- PROBLEMS AND TASKS -
**1.** Using the Li–O2 battery text below, say whether each statement agrees with it. For each, answer yes or no and quote the text's deciding words. (a) Conventional Li–O2 cells often use non-aqueous liquid electrolytes. (b) A 1 mol e−/mol O2 process dominates oxygen reduction in conventional Li–O2 cells. (c) Na–O2 and K–O2 chemistries have been shown to support lower current rates.
**2.** Carry the Li–O2 battery text below forward, starting after its last sentence.

472346 Controlling the Li-Air (O2) Discharge Process with a Gel Polymer Electrolyte
Li–O2 chemistry is governed by the reduction of oxygen during discharge and the oxidation of the reduced oxygen discharge product during charge. In conventional Li–O2 cells, non-aqueous liquid electrolytes are often used. The oxygen reduction chemistry is dominated by a 2 mol e−/mol O2 (peroxide) process that some have attributed to be partially responsible for the sluggish reduction and oxidation kinetics, limited current rate, and poor capacity retention of Li–O2 batteries. Battery chemistries such as Na–O2 and K–O2 that utilize a 1 mol e−/mol O2 chemistry have been shown to support higher current rates and better energy efficiencies.

[Entries from a collection]
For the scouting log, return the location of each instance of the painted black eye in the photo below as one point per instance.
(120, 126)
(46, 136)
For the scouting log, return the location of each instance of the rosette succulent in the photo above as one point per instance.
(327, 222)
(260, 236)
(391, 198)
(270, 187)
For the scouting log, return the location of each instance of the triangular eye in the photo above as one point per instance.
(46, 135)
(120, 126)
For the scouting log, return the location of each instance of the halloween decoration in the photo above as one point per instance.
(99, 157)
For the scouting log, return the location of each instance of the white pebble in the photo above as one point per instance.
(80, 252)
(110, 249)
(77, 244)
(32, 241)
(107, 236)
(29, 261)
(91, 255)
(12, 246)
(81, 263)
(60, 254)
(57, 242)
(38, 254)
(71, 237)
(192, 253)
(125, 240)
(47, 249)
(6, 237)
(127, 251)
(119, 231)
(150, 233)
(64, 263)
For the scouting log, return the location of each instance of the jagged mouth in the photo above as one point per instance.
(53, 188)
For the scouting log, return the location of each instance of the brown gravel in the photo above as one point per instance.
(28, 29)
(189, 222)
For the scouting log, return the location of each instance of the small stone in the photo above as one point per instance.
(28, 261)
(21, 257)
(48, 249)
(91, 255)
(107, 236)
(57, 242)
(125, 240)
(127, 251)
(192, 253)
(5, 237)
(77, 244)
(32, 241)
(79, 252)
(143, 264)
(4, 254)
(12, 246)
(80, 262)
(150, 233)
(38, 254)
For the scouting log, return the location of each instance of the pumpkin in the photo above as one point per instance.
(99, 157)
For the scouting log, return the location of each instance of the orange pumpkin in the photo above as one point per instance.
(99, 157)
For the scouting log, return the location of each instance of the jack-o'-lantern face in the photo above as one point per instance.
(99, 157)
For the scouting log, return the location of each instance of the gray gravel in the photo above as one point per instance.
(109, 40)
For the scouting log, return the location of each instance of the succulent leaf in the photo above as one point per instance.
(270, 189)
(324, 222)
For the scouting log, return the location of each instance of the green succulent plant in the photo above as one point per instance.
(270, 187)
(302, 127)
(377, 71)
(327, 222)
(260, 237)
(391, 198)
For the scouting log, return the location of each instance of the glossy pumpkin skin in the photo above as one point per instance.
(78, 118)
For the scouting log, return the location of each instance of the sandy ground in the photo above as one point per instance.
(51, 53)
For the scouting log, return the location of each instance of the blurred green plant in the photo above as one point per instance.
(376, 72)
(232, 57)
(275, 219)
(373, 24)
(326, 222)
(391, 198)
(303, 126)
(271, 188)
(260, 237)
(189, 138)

- TASK RESPONSES -
**1.**
(a) Yes: "In conventional Li–O2 cells, non-aqueous liquid electrolytes are often used."
(b) No: "The oxygen reduction chemistry is dominated by a 2 mol e−/mol O2 (peroxide) process."
(c) No: "have been shown to support higher current rates and better energy efficiencies."

**2.**
In this work, we incorporate ionic liquids in a polymeric matrix and show that controlling the lithium/ionic liquid molar ratio in the gel polymer electrolyte can allow for a 1 mol e−/mol O2 reduction process in a Li–O2 battery. Ionic liquid cations has been shown to support a 1 mol e−/mol O2 process using cyclic voltammetry, but not in actual Li–O2 cells, where a 2 mol e−/mol O2 process (and Li2O2) is observed. Furthermore, we use multiple spectroscopic tools to confirm for the first time the formation of a solid ionic liquid-superoxide discharge product. Knowledge gained from this work should spur development of newer and more stable ionic liquids and polymers that can allow for better long-term Li–O2 cycling. In addition, the mechanism observed here could prove vital for other battery chemistries such as metal-air and metal-sulfur where controlling intermediate solubility is paramount.